Extend the text about the two Ice Age puppies found in Yakutia, beginning after its last sentence.

» Exercise text
· · · · ·
Scientists are probing the remains of two Ice Age puppies found perfectly preserved in Russia's far northeast region of Yakutia and dating back 12,460 years that could offer clues about the origin of domesticated dogs.

"To find a carnivorous mammal intact with skin, fur and internal organs — this has never happened before in history," said Sergei Fyodorov, head of exhibitions at the Mammoth Museum of the North-Eastern Federal University in the regional capital of Yakutsk, Agence France-Presse reported Monday.

The mummified dogs were found by hunters searching for mammoth tusks in a riverbank by a deposit of ancient bones in remote Arctic tundra, about 4,700 kilometers (2,900 miles) from Moscow. As they explored the area, they found a puppy's snout in the permafrost. 

The hunters informed Fyodorov of their discovery and he later found the second puppy a few feet away. The dogs both died when they were about three months old and were likely siblings, said Fyodorov. It's unclear if the Ice Age dogs were domesticated or wild.

"The condition of our new find is perfect," Fedorov told The Siberian Times. "It is preserved from nose to tail, including the hair. You can see the hair on the paw on the picture."

The discovery includes the second puppy's remarkably well-preserved brain, "the first in the world," he said. "Puppies are very rare, because they have thin bones and delicate skulls," he added.

The dogs were discovered five years ago, and a team of scientists from across the world are now probing the remains to learn more about the animals' diet and environment. Scientists will reconstruct the Ice Age puppies' genomes over the next year. The preserved brain will also be compared with that of modern dogs and wolves and parasites found on its body will be analyzed.
· · · · ·
» Given data
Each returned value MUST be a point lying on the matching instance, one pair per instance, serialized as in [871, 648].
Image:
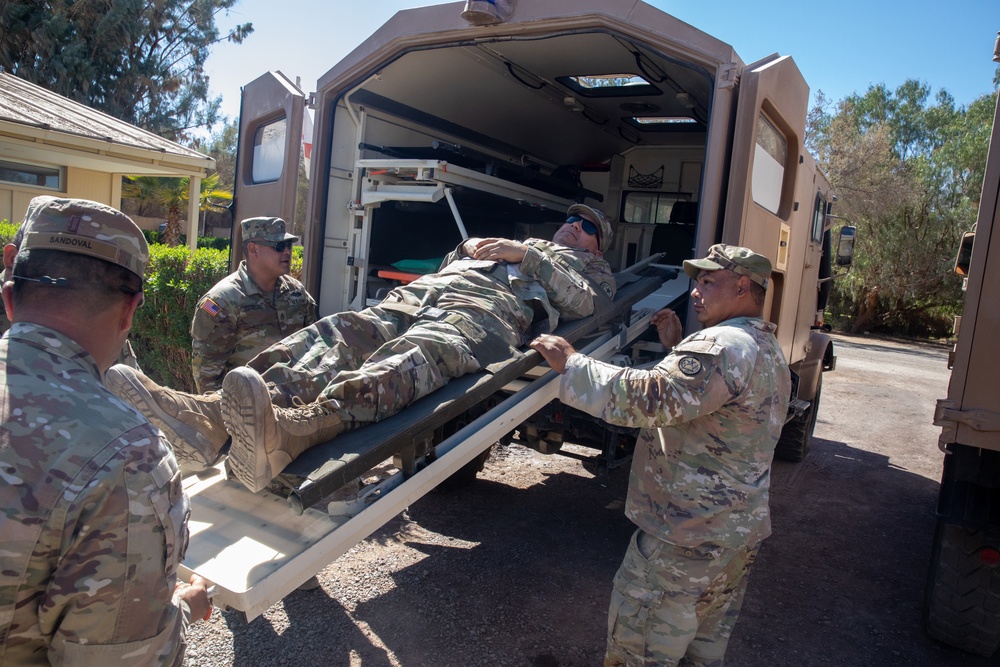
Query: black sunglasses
[280, 246]
[586, 225]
· · · · ·
» Your response
"Thus far, the lineages of wolves that likely gave rise to dogs have not yet been discovered and it's possible that these puppies could be on that lineage, which would be very exciting," evolutionary biologist Greger Larson of University of Oxford in the U.K., who is working on the project, told AFP. 



Russia's remote Arctic region is known for its prehistoric discoveries, including finds such as a small wolverine and two lion cubs. "All of them were found on the territory of Yakutia," Fyodorov said. "There are no other discoveries of well-preserved Pleistocene predators worldwide."



The world's oldest dog remains were discovered in a cave in Belgium. They were 36,500 years old but weren't as well preserved as this latest find. Many scientists have argued that dogs were first domesticated in Europe and the Middle East, while other research has pointed to Southeast Asia.

Mietje Germonpre, of the paleontology department of the Royal Belgian Institute of Natural Sciences, called the Russian puppy discovery "unique" and "the oldest mummified dog in the world."

"It's amazing. In other museums around the world you will only find the remains of adult dogs, but this is a puppy," she told the Mirror last year. "All external signs and scan results indicate that it is a primitive dog, and at the moment it is the most ancient one found in northern Siberia."